EXCERPT PROVIDED:
------------------------

Update: This post is old and outdated. I’ll have another post in 2015 about workstation management with Chef.

I have written twice before about managing my OS X workstations with Chef. The first post has one of my highest hit counts of any blog post, so it is certainly a topic of interest to people.

This post is a rewrite of the original, and now has an accompanying Chef Repository where all the code I talk about is available.


The current incarnation of this repository lives in the more general private Chef Repository I use for my home network, since I manage more than just workstations with Chef. I have used the main recipe (workstation::default) with great success on several Mac OS X systems: Macbook Pro, iMac, and Macbook Air running various versions between 10.6 and 10.8. I recently used it to configure a replacement Macbook Pro for work, and then again after upgrading to Mountain Lion.

The Setup

Also known as “bootstrapping Chef”, the system needs to be set up to run Chef.

  • Opscode Hosted Chef is my Chef Server
  • I run everything as a non-privileged user


I use the Opscode full-stack installer on all my systems, including OS X, because it includes everything Chef needs, including Ruby.

------------------------

EXTRACTED MATERIAL:

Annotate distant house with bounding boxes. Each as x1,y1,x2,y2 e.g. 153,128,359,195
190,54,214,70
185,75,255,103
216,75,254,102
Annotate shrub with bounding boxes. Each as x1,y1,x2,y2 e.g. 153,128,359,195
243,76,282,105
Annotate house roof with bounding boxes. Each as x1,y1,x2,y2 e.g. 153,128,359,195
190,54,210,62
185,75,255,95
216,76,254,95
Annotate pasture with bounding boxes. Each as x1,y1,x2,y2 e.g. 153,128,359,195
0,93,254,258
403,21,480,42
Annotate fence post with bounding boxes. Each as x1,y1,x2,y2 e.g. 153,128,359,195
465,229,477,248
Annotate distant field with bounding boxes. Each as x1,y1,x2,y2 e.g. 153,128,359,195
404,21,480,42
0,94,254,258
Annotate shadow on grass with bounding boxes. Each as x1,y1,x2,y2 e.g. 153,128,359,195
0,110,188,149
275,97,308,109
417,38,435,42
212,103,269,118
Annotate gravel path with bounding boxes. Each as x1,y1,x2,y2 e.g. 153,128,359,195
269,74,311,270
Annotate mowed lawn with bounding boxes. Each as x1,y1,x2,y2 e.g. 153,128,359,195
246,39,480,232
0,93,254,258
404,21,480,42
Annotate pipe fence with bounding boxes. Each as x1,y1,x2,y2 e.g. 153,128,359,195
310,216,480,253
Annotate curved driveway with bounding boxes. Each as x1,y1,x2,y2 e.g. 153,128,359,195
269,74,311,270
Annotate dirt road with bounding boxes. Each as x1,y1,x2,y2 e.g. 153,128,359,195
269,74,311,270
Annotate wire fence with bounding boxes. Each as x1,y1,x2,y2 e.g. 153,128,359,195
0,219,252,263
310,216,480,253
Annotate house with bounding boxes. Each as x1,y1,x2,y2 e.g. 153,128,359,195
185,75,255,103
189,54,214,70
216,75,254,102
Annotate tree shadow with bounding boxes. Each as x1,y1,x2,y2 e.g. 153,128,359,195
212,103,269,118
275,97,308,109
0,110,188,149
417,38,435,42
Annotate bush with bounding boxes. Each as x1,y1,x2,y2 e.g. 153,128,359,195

------------------------

TASK INSTRUCTIONS:
[1] In the post on managing OS X workstations with Chef, which installer does the writer use on every system?
[2] Continue the blog post about managing OS X workstations with Chef, starting after its last sentence.

RESPONSES IN ORDER:
[1] The Opscode full-stack installer.

[2]
Whether you’re unpacking a brand new Mac, or using an existing system, use this command:

curl -L https://opscode.com/chef/install.sh | sudo bash

Symbolic links are created for Chef’s binaries in /usr/bin.

Mountain Lion Note: I did this on Lion before upgrading to Mountain Lion. Apple removed X11 from Mountain Lion, and the installer opens an xterm, so I don’t know how/if this works the same on a brand new Mountain Lion system.


Next, create a configuration file for the Chef Server, and copy the validation key into place. If this is a new Mac, you’ll need to get your validation key copied to the system.

sudo mkdir -p /etc/chef
sudo vi /etc/chef/client.rb
cp ~/Downloads/ORGNAME-validation.pem /etc/chef/validation.pem

I am using Opscode Hosted Chef, and this is my /etc/chef/client.rb. The path options are so Chef writes its files in a location my user has write access.

base_dir = "/Users/USERNAME/.chef"
chef_server_url         'https://api.opscode.com/organizations/ORGNAME'
validation_client_name  'ORGNAME-validator'
checksum_path           "#{base_dir}/checksum"
file_cache_path         "#{base_dir}/cache"
file_backup_path        "#{base_dir}/backup"
cache_options({:path => "#{base_dir}/cache/checksums", :skip_expires => true})

The Repository

I have made the repository available on GitHub.

git clone git://github.com/jtimberman/workstation-chef-repo.git

Normally, systems that are configured with Chef wouldn’t have the Chef Repository on them. For the purpose of this post, clone the repository to the local system. Presumably, one might do further development to it.

Before we upload it and run Chef, let’s explore what is included.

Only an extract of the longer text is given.